**Supplied passage**
===

A Review of Glorious Eccentrics by Mary Ann Caws

Filed under: Authors,Books,Culture of the Book,Reading,Reviews,writing — seth @ 11:48 pm

 Glorious Eccentrics: Modernist Women Painting and Writing Picasso\'s Weeping Woman: The Life and Art of Dora Maar Surrealism (Themes & Movements) Surrealism and Women Approximate Man and Other Writings: Approximate Man and Other Writings Manifesto: A Century of Isms Virginia Woolf Crome Yellow

“Glorious eccentrics! Every age is enlivened by their presence. Some day, my dear Denis,” said Mr Scogan, turning a beady bright regard in his direction–”some day you must become their biographer–’The Lives of Queer Men.’ What a subject! I should like to undertake it myself.”

Mr. Scogan paused, looked up once more at the towering house, then murmured the word “Eccentricity,” two or three times.

“Eccentricity…It’s the justification of all aristocracies. It justifies leisured classes and inherited wealth and privilege and endowments and all the other injustices of that sort. If you’re to do anything reasonable in this world, you must have a class of people who are secure, safe from public opinion, safe from poverty, leisured, not compelled to waste their time in the imbecile routines that go by the name of Honest Work. You must have a class of which the members can think and, within the obvious limits, do what they please. You must have a class in which people who have eccentricities can indulge them and in which eccentricity in general will be tolerated and understood. That’s the important thing about an aristocracy. Not only is it eccentric itself–often grandiosely so; it also tolerates and even encourages eccentricity in others. The eccentricities of the artist and the new-fangled thinker don’t inspire it with that fear, loathing, and disgust which the burgesses instinctively feel towards them. ”

===

**Written request**
Reproduce the passage from the review of Glorious Eccentrics word for word, between "A Review of" and "or three times.", inclusive.

[Point annotation items]

===

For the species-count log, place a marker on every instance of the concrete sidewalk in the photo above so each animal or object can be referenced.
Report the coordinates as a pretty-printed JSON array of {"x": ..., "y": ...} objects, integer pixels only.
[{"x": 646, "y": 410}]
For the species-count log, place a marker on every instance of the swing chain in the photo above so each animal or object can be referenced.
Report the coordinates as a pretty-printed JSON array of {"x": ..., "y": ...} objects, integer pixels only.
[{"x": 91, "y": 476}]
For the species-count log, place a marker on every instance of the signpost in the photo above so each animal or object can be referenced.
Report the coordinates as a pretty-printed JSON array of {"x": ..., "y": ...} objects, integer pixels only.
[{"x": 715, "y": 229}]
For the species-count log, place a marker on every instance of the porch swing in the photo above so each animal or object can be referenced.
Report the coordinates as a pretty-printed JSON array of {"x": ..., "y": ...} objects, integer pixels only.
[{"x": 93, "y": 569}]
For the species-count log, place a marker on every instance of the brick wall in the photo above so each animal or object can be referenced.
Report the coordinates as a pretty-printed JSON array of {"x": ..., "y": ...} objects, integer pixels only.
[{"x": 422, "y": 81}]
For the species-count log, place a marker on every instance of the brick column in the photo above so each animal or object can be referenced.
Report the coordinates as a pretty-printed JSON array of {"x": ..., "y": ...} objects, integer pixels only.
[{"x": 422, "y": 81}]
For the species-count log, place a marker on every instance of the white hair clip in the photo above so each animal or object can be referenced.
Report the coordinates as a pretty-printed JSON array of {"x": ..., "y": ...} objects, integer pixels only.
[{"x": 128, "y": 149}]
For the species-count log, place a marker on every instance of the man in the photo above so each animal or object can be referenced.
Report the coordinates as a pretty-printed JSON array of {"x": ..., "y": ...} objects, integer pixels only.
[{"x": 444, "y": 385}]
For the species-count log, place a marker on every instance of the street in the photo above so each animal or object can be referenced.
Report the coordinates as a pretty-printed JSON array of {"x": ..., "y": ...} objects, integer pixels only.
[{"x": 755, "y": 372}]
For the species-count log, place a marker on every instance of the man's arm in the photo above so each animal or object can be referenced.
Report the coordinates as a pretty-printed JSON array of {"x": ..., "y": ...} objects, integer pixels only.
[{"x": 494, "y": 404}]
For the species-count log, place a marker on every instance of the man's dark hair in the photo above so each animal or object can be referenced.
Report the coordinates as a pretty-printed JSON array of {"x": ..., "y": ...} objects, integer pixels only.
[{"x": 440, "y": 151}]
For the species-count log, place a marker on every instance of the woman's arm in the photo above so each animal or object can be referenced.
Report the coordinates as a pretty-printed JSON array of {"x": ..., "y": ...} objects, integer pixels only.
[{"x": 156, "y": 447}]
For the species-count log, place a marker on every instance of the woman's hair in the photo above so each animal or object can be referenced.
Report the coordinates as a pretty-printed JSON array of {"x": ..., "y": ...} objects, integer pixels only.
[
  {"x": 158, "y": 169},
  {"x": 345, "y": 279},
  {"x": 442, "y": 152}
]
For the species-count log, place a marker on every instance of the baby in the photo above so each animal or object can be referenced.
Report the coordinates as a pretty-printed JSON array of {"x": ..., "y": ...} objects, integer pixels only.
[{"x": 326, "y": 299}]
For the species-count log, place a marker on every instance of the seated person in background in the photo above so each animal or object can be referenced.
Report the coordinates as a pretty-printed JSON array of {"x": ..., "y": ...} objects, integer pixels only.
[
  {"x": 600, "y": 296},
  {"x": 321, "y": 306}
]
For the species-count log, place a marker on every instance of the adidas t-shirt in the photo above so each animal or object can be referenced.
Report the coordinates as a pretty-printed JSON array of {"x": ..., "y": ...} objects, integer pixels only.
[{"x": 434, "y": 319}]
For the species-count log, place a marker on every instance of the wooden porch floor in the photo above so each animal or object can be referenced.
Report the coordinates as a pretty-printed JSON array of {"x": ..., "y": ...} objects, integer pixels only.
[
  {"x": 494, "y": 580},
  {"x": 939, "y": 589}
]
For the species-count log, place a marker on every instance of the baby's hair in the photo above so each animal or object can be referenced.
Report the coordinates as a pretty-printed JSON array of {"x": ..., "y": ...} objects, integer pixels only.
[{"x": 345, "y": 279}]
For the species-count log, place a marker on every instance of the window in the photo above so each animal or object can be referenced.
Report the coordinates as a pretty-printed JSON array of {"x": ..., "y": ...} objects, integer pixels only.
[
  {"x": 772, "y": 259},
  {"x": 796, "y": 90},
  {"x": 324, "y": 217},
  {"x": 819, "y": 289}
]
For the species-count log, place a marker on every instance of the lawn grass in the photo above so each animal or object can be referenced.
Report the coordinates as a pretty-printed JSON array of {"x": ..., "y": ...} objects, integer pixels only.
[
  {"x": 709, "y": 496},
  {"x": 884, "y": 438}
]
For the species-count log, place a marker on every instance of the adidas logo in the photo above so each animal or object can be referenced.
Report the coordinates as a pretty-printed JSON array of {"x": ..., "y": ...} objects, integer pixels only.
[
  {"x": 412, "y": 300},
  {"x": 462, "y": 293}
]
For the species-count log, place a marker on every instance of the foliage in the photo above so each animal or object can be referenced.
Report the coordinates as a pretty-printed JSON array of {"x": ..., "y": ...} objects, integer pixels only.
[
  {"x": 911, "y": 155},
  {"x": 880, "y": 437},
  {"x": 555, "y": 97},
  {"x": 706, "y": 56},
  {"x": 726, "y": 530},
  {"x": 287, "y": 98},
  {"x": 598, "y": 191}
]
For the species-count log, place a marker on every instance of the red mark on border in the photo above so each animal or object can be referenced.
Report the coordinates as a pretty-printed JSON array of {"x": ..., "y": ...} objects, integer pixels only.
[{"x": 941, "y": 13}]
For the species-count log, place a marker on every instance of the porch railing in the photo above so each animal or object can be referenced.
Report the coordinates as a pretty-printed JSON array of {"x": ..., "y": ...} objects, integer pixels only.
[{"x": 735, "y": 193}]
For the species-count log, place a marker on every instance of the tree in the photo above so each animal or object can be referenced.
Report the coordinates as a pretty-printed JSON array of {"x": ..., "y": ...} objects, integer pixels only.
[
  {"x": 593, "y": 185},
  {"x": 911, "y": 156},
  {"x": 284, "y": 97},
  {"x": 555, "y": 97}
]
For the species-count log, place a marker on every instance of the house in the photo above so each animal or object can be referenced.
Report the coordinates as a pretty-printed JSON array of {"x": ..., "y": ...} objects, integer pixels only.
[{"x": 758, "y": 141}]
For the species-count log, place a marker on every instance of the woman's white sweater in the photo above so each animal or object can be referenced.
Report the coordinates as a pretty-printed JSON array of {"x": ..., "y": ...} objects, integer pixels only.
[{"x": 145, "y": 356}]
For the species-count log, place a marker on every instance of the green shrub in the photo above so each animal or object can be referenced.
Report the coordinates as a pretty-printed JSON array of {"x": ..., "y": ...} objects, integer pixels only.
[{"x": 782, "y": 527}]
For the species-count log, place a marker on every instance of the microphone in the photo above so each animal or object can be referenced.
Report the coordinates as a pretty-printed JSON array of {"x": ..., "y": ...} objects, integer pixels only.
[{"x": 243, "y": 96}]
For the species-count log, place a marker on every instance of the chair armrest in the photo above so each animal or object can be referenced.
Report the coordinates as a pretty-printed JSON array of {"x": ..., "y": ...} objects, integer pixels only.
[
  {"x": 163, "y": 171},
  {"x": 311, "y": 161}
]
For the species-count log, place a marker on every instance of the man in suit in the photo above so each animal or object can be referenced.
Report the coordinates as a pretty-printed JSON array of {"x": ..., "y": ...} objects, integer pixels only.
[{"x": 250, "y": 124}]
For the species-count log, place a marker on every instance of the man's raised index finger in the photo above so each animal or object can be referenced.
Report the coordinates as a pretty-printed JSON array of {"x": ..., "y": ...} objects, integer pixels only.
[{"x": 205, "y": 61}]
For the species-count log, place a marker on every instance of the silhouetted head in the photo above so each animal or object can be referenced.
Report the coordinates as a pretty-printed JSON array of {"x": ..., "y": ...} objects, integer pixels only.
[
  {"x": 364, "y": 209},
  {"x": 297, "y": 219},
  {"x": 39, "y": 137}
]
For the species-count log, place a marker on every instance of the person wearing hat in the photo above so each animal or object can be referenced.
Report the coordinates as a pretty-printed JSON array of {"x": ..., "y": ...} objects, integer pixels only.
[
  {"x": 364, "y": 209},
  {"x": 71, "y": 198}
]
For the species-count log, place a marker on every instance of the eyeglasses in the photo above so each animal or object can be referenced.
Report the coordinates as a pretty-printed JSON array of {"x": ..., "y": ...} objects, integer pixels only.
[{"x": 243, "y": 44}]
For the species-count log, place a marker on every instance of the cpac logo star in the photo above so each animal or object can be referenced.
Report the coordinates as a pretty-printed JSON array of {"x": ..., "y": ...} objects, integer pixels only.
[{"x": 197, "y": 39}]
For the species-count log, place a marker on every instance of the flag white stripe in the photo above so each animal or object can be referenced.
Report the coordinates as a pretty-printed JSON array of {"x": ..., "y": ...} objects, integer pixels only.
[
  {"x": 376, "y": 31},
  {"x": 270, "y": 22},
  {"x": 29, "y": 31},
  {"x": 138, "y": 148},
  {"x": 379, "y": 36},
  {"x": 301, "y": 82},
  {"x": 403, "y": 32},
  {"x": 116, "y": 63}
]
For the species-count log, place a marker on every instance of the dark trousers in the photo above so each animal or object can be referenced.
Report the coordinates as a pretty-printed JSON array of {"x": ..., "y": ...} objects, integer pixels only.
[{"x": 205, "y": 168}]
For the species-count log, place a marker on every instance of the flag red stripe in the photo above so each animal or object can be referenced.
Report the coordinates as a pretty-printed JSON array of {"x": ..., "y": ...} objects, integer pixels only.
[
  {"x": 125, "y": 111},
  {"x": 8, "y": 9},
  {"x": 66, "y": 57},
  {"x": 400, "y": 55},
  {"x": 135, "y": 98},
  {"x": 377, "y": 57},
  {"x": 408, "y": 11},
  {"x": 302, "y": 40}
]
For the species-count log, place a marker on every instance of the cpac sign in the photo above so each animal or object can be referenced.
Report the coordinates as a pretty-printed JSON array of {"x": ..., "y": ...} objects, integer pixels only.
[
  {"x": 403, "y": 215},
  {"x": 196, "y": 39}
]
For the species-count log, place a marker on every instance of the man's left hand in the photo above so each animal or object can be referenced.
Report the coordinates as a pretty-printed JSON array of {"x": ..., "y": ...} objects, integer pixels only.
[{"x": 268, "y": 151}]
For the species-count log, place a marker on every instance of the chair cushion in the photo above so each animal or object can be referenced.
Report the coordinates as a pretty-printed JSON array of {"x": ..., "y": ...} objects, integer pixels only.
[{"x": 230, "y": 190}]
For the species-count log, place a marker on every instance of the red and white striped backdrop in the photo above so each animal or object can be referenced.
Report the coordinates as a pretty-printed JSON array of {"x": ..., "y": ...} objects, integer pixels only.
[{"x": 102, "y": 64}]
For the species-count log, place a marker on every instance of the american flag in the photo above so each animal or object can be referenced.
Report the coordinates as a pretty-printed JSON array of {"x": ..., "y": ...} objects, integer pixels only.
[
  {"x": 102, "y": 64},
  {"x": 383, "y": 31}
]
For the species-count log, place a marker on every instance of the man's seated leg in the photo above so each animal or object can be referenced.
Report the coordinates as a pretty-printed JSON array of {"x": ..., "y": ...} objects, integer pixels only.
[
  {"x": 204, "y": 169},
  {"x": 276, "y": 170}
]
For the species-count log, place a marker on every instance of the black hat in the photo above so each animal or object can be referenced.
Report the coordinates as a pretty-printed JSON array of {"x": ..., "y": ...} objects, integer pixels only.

===

**The completed task**
A Review of Glorious Eccentrics by Mary Ann Caws

Filed under: Authors,Books,Culture of the Book,Reading,Reviews,writing — seth @ 11:48 pm

 Glorious Eccentrics: Modernist Women Painting and Writing Picasso\'s Weeping Woman: The Life and Art of Dora Maar Surrealism (Themes & Movements) Surrealism and Women Approximate Man and Other Writings: Approximate Man and Other Writings Manifesto: A Century of Isms Virginia Woolf Crome Yellow

“Glorious eccentrics! Every age is enlivened by their presence. Some day, my dear Denis,” said Mr Scogan, turning a beady bright regard in his direction–”some day you must become their biographer–’The Lives of Queer Men.’ What a subject! I should like to undertake it myself.”

Mr. Scogan paused, looked up once more at the towering house, then murmured the word “Eccentricity,” two or three times.